──────── INPUT DATA ────────

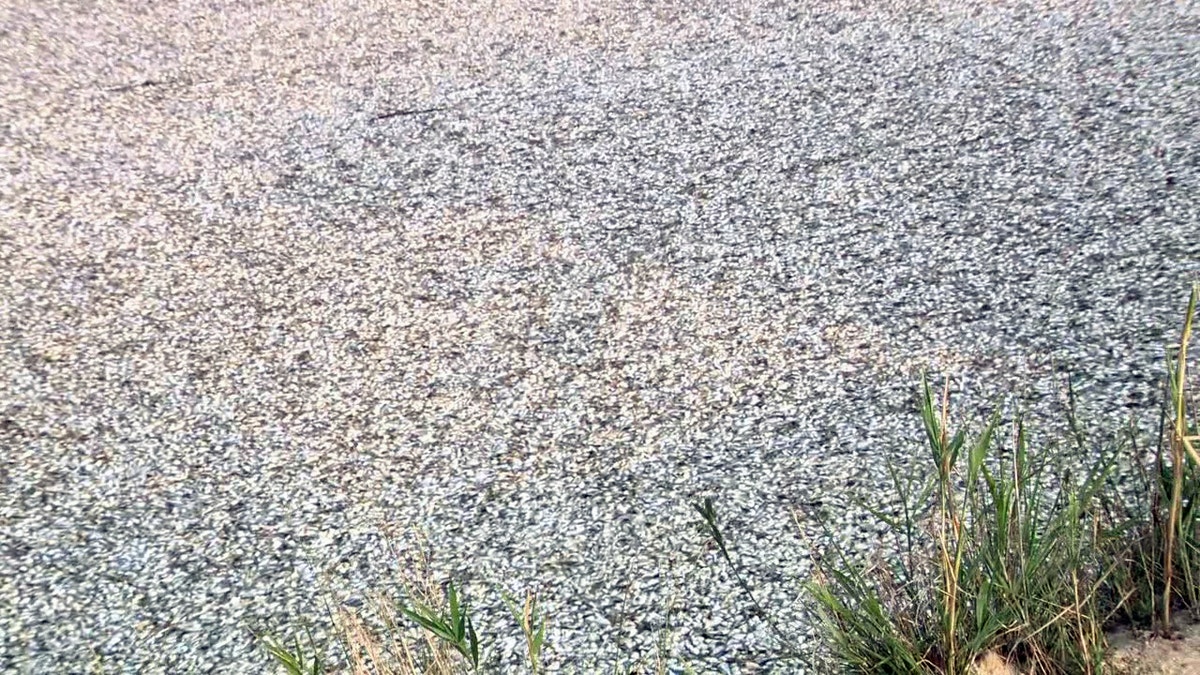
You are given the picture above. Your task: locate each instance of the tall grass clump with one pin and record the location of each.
(1024, 553)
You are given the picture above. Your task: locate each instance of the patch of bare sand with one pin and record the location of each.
(1135, 653)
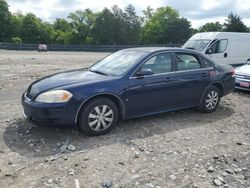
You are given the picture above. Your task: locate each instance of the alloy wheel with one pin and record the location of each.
(100, 118)
(212, 100)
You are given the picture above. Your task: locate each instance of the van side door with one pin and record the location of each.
(218, 51)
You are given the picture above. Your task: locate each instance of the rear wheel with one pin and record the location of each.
(98, 117)
(210, 100)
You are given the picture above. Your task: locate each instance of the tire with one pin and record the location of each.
(99, 117)
(210, 100)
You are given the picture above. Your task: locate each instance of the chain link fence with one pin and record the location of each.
(89, 48)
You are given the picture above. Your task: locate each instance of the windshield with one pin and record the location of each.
(197, 45)
(118, 63)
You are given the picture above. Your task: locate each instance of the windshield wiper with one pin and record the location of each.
(191, 48)
(99, 72)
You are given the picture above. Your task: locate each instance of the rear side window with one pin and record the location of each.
(187, 62)
(219, 46)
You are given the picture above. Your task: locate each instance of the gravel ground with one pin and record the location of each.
(185, 148)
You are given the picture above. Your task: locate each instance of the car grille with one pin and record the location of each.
(241, 76)
(28, 94)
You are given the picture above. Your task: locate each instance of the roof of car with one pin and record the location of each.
(156, 49)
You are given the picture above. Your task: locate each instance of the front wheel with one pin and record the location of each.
(210, 100)
(99, 117)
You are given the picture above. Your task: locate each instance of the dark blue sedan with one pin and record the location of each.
(127, 84)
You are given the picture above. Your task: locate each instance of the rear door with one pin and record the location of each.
(192, 78)
(153, 93)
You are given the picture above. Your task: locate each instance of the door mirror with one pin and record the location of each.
(209, 51)
(144, 72)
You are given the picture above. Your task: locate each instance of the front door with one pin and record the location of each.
(153, 93)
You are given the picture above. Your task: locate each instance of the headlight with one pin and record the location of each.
(56, 96)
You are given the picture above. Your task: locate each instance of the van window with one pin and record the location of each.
(219, 46)
(187, 62)
(207, 63)
(160, 63)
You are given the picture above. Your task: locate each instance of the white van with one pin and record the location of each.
(223, 47)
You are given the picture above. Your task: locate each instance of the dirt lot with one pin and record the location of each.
(178, 149)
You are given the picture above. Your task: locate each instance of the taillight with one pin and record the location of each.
(212, 73)
(233, 72)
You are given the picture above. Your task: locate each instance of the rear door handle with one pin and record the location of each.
(204, 75)
(168, 79)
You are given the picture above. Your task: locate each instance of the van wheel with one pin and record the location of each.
(210, 100)
(99, 117)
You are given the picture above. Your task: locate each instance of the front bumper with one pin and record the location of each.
(49, 114)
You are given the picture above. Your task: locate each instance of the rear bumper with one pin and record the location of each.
(48, 114)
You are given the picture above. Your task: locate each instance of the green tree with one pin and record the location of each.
(62, 25)
(147, 14)
(165, 26)
(209, 27)
(30, 31)
(5, 20)
(16, 24)
(234, 24)
(16, 40)
(82, 22)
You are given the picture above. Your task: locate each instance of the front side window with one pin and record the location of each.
(118, 63)
(160, 63)
(197, 45)
(187, 62)
(219, 46)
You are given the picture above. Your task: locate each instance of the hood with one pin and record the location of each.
(245, 69)
(63, 79)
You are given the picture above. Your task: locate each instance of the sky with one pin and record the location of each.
(198, 12)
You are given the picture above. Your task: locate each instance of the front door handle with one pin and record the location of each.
(204, 75)
(168, 79)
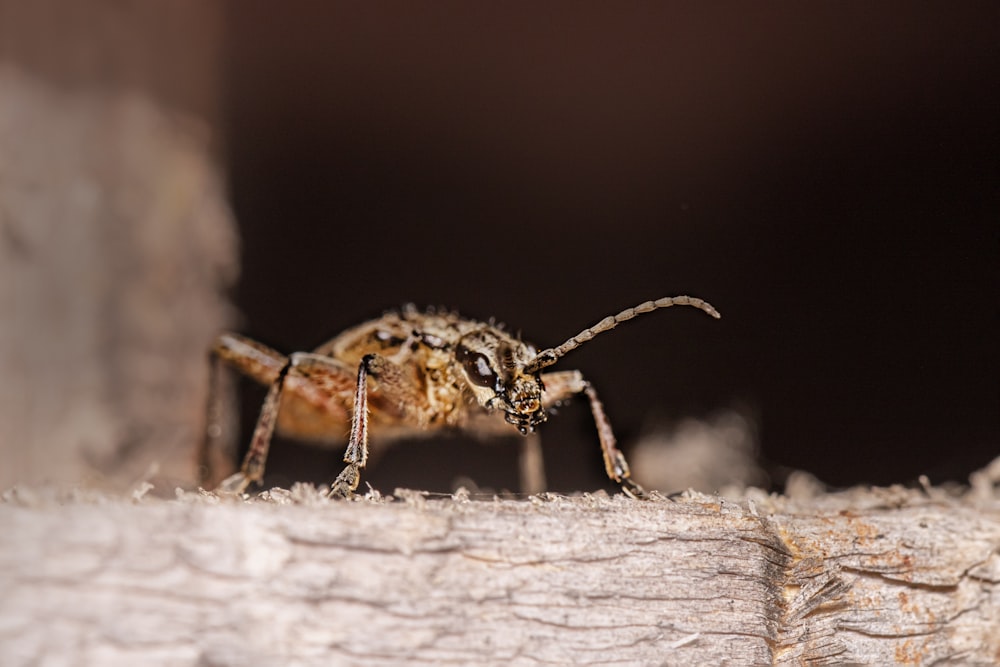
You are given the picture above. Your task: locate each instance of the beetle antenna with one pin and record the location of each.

────────

TASK GOAL: Reproduce the data above in full, exactly as it is, with the pictures left out.

SOLUTION BELOW:
You are given the picture above. Your task: locate each instance of the tall grass clump with one pin and record the location of each.
(1024, 553)
You are given the picture above. Your task: locate each instance of the patch of bare sand with one pin and record the location of each.
(1135, 653)
You are given the picture above. Your task: locate each instance of the alloy wheel with one pin and record the location of each.
(100, 118)
(212, 100)
You are given the picture above. Your task: locate each instance of the van side door with one pin and record the location of each.
(218, 51)
You are given the picture above. Your task: locate each instance of the rear wheel with one pin and record the location of each.
(98, 117)
(210, 100)
You are given the picture above. Your task: locate each instance of the tire with one pin and record the location of each.
(99, 117)
(210, 100)
You are given the picture above. Your task: locate each instance of the chain link fence with one pin and record the location of each.
(89, 48)
You are given the picture above. Your task: locate each instance of the windshield with one pin and record the location of each.
(197, 45)
(118, 63)
You are given the picture above. Your task: locate each instance of the windshield wiper with one pin and record the location of each.
(191, 48)
(99, 72)
You are given the picture above. Your task: locate each instance of the rear side window with one pin and record the location of each.
(187, 62)
(219, 46)
You are given the picture above. Your task: locate each instance of the gravel ground with one pin and record the location of each.
(185, 148)
You are given the picture above. Your task: locate each instance of the car grille with one pin and record the location of each.
(241, 76)
(28, 94)
You are given the picture above. Your task: locate each instance of the roof of car with one pin and record the location of each.
(156, 49)
You are given the picture above. Your task: locate each instance of the front wheel with one pin and record the location of each.
(210, 100)
(99, 117)
You are given the picture above. Your task: locate each instance of the dark blue sedan with one pin and record the location of each.
(127, 84)
You are given the picture above. Your task: locate each instance of the rear door with one pin and record the location of each.
(192, 78)
(153, 93)
You are given the picture above. Your task: locate each instance of the door mirror with one pin and record the location of each.
(209, 51)
(144, 72)
You are given the picture above. Your task: locate each instance of the front door with one pin and record the location of each.
(153, 93)
You are given the picture above. Your task: locate each instance of the headlight with one pin and record the location of each.
(56, 96)
You are given the picture above. Your task: locate each instance of the van window with one pin and record the location of each.
(219, 46)
(187, 62)
(207, 63)
(160, 63)
You are given the picture above. Your task: locate each instance of the white van with one pin and record the location of each.
(223, 47)
You are given the picture above. Your task: locate each instance of the dirt lot with one pin and record the location of each.
(178, 149)
You are given the picture above. Your task: locate each instance of the taillight with one pin and record the location of each.
(212, 73)
(233, 72)
You are given the picture above. Your task: locate each instance of the rear door handle with one pin and record the location of each.
(204, 75)
(168, 79)
You are given the picture above. Your task: locate each instance of the van wheel with one pin and record the location of each.
(210, 100)
(99, 117)
You are given the picture above. Your task: locate each instance of the front bumper with one pin and record the location of each.
(49, 114)
You are given the picture above. Your task: locate each instance of the rear bumper with one pin and record the location of each.
(48, 114)
You are given the picture above. Your task: locate each instance of the green tree with one pin and record the location of each.
(62, 25)
(147, 14)
(165, 26)
(209, 27)
(30, 31)
(5, 20)
(16, 24)
(234, 24)
(16, 40)
(82, 22)
You are given the picture above. Your task: locate each instance of the front side window with one pin and record the location of each.
(118, 63)
(160, 63)
(197, 45)
(187, 62)
(219, 46)
You are given the picture above. Your task: locate each instance of the hood with one pin and record the location of each.
(245, 69)
(63, 79)
You are given the picture above. Your task: locate each instance of the sky with one pin and record the location of each.
(198, 12)
You are given the picture above. Your task: locate each instance of the front door handle with one pin and record the location of each.
(204, 75)
(168, 79)
You are given the picture above. Your task: locate each instance of the beetle antenna with one pin and record the location of each.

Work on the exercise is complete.